- What the task requires -
Can you return every line of the listing below word for word, with the pictures left out?

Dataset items
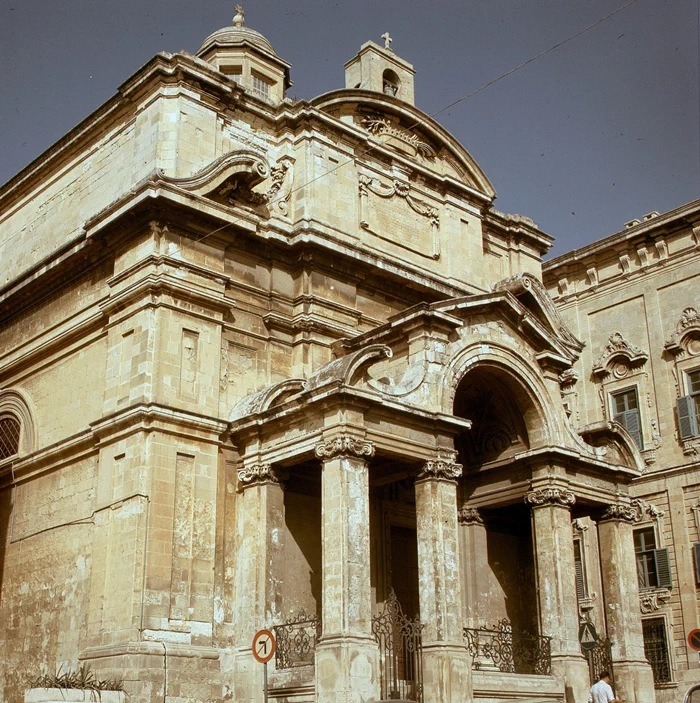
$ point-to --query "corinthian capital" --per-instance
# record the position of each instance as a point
(344, 445)
(469, 516)
(442, 468)
(257, 474)
(550, 496)
(620, 512)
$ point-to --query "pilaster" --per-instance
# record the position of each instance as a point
(556, 585)
(347, 666)
(446, 662)
(257, 585)
(473, 557)
(634, 681)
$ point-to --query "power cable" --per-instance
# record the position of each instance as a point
(447, 107)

- Answer for the task -
$ point-to --query "corinthian capital" --per-instance
# record the position of each instance as a point
(344, 445)
(469, 516)
(442, 468)
(257, 474)
(550, 496)
(620, 512)
$ point-to --query "pilaster" --per-instance
# record the position of each instance as a point
(556, 585)
(347, 666)
(446, 662)
(257, 585)
(473, 557)
(634, 681)
$ point-to --query "power cable" --per-instance
# record the position of each instance as a point
(447, 107)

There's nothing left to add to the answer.